**Job**
Nothing in the records may be left out or altered; reproduce them all exactly.

--- Start Supplied records ---

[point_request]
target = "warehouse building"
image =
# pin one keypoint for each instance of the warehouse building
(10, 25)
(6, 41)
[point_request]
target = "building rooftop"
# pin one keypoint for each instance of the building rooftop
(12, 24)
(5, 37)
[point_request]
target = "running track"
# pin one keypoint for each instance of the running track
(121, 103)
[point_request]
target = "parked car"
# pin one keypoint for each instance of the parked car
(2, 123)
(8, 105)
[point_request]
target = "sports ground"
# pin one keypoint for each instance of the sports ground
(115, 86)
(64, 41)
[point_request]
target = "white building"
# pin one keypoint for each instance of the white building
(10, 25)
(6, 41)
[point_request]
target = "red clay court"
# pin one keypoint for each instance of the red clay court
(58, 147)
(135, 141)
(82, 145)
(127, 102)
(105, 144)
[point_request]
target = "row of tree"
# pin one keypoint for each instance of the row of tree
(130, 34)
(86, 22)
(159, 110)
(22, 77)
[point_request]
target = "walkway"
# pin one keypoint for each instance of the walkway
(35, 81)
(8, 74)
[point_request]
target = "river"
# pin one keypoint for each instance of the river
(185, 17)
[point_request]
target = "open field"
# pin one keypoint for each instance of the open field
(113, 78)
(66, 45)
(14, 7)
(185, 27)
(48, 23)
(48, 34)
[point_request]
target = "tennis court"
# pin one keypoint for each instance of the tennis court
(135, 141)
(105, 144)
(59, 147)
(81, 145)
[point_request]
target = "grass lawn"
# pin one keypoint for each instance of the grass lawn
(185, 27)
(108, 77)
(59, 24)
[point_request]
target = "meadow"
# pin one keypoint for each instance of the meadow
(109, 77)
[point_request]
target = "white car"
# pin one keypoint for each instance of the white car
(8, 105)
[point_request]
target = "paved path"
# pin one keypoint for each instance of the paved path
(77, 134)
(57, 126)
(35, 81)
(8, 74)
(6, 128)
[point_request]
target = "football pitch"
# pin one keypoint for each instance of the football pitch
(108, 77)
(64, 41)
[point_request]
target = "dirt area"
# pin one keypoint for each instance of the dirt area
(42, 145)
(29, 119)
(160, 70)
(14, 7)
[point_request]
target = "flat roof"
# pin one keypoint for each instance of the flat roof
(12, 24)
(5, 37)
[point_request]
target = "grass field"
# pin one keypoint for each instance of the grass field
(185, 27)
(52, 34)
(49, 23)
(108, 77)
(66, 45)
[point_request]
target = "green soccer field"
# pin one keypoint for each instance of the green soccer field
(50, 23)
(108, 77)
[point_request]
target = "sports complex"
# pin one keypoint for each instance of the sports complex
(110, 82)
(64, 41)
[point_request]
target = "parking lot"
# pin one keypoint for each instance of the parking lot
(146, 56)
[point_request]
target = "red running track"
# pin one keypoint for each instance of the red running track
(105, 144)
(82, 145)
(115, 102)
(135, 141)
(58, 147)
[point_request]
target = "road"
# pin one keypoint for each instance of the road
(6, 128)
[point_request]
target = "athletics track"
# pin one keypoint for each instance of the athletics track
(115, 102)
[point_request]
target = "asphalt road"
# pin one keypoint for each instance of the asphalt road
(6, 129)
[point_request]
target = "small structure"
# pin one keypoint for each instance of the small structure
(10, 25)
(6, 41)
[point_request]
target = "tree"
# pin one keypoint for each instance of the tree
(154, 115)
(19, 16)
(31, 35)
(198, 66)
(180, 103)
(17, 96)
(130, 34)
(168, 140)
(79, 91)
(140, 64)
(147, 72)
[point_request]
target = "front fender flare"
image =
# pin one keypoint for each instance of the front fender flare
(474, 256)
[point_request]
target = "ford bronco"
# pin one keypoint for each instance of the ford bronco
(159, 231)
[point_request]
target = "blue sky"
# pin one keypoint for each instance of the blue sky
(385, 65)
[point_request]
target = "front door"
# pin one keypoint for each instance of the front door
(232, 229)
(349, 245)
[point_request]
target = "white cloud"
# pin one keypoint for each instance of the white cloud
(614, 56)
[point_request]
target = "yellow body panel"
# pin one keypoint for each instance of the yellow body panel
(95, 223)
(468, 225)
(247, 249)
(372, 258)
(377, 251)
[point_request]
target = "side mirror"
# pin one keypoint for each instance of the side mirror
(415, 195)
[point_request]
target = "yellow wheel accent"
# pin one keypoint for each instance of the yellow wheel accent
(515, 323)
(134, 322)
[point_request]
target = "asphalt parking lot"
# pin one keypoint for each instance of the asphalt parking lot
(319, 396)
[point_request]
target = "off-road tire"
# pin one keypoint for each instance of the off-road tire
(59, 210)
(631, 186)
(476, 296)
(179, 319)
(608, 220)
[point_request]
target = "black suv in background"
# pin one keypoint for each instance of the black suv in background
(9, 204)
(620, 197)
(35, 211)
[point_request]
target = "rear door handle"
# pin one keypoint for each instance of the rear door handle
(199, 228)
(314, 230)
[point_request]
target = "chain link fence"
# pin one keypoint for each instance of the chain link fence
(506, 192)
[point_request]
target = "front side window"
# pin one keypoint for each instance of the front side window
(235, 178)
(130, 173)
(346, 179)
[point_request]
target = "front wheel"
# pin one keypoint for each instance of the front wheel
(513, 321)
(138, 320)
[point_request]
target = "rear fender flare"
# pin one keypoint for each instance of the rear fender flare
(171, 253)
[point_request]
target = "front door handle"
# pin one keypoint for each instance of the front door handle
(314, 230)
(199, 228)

--- End Supplied records ---

**Answer to this exercise**
[point_request]
target = "warehouse building"
image =
# pin one keypoint for each instance of the warehouse building
(10, 25)
(6, 41)
[point_request]
target = "building rooftop"
# pin one keypoint for each instance of the building rooftop
(12, 24)
(5, 37)
[point_request]
target = "running track"
# pin one keypoint for each instance of the running track
(121, 103)
[point_request]
target = "parked car"
# pin one keypoint for each instance of the parked car
(2, 123)
(8, 105)
[point_request]
target = "sports ground"
# pin one keypoint for each instance of the sports ground
(115, 86)
(64, 41)
[point_request]
target = "white building"
# pin one keypoint for each instance of the white building
(10, 25)
(6, 41)
[point_request]
target = "red clay court"
# pin one keypoint for each instance of the red clay court
(58, 147)
(135, 141)
(82, 145)
(127, 102)
(105, 144)
[point_request]
target = "row of tree"
# pin one keypoint for each instance of the row of tree
(130, 34)
(86, 22)
(159, 110)
(22, 77)
[point_request]
target = "walkway"
# pin one keypoint for each instance of the walkway
(35, 81)
(8, 74)
[point_request]
target = "river"
# pin one keypoint for each instance of the river
(185, 17)
[point_request]
target = "open field"
# pin one keypoint for each instance of the open field
(113, 78)
(66, 45)
(14, 7)
(185, 27)
(48, 23)
(48, 34)
[point_request]
target = "tennis court"
# pin one keypoint for each instance of the tennis court
(135, 141)
(105, 144)
(59, 147)
(81, 145)
[point_request]
target = "grass lawn"
# pin one keypoint for each instance of the grass lawn
(185, 27)
(108, 77)
(59, 24)
[point_request]
target = "meadow"
# pin one keypoint for each instance of the meadow
(109, 77)
[point_request]
target = "white car"
# pin one keypoint for each instance of the white car
(8, 105)
[point_request]
target = "paved path"
# pin one keypoint for each instance of the paved path
(77, 134)
(57, 126)
(35, 81)
(8, 74)
(6, 128)
[point_request]
target = "football pitch"
# pin one keypoint for each instance of the football pitch
(108, 77)
(64, 41)
[point_request]
target = "dirt area"
# pin one keypoint for each instance of the dirt area
(42, 145)
(29, 119)
(160, 70)
(14, 7)
[point_request]
target = "flat roof"
# pin one keypoint for each instance of the flat roof
(12, 24)
(5, 37)
[point_request]
target = "grass field"
# pin one keypoint for each instance of the grass field
(185, 27)
(52, 34)
(49, 23)
(108, 77)
(66, 45)
[point_request]
target = "green soccer field"
# pin one keypoint for each instance of the green soccer field
(50, 23)
(108, 77)
[point_request]
target = "sports complex"
# pin one keypoint for each instance of the sports complex
(110, 82)
(64, 41)
[point_request]
target = "parking lot"
# pin one keypoint for each instance of the parking lot
(146, 56)
[point_request]
target = "red running track"
# pin one keypoint for each instance of the red running track
(105, 144)
(82, 145)
(115, 102)
(135, 141)
(58, 147)
[point_request]
target = "road"
# pin one keypoint for each instance of the road
(6, 128)
[point_request]
target = "athletics track"
# pin one keypoint for each instance of the athletics track
(115, 102)
[point_request]
target = "asphalt road"
# pin one keypoint for each instance of the asphalt road
(6, 129)
[point_request]
target = "small structure"
# pin one keypoint for each instance of the small structure
(10, 25)
(6, 41)
[point_request]
target = "tree"
# pin one keypoint for each instance of the tree
(154, 115)
(19, 16)
(31, 35)
(198, 66)
(180, 103)
(17, 96)
(130, 34)
(168, 140)
(79, 91)
(140, 64)
(147, 72)
[point_request]
target = "front fender flare"
image =
# pin one keypoint for each instance of the front fender flare
(474, 256)
[point_request]
target = "ford bronco"
# pin one keypoint for each instance of the ford bronco
(159, 231)
[point_request]
target = "blue sky"
# pin one keypoint for each instance of the blue sky
(385, 65)
[point_request]
target = "front door"
# pin one keypoint for each instance of the front door
(232, 229)
(349, 245)
[point_request]
target = "white cloud"
# pin one keypoint for each instance of the white cloud
(614, 56)
[point_request]
target = "yellow body panel"
# pin one keypoint for each instance of the yellow body panel
(95, 223)
(468, 225)
(247, 249)
(372, 258)
(377, 251)
[point_request]
target = "side mirror"
# pin one keypoint for each instance of the side mirror
(415, 195)
[point_request]
target = "yellow wheel accent"
# pin one keypoint for each instance of the yellow wheel accent
(515, 323)
(134, 322)
[point_request]
target = "asphalt parking lot"
# pin one keypoint for each instance of the asphalt parking lot
(319, 396)
[point_request]
target = "off-road tire"
# pin one keypoint for each instance of the off-road tire
(59, 210)
(631, 186)
(476, 296)
(179, 319)
(608, 220)
[point_request]
target = "black suv in background"
# pin one keypoint for each instance of the black suv in background
(9, 204)
(620, 197)
(35, 211)
[point_request]
target = "rear door handle"
# pin one keypoint for each instance of the rear door handle
(199, 228)
(314, 230)
[point_request]
target = "chain link fence"
# pin one keypoint for each instance of the chain link fence
(506, 192)
[point_request]
target = "front side window"
# pin one keypoint for each instance of the front side window
(235, 178)
(130, 173)
(346, 179)
[point_request]
target = "front wheel"
# pin one keypoint for each instance of the front wheel
(513, 321)
(138, 320)
[point_request]
target = "rear fender flare"
# pin one keypoint for each instance of the rear fender flare
(171, 253)
[point_request]
target = "front door handle"
# pin one keypoint for each instance of the front door handle
(314, 230)
(199, 228)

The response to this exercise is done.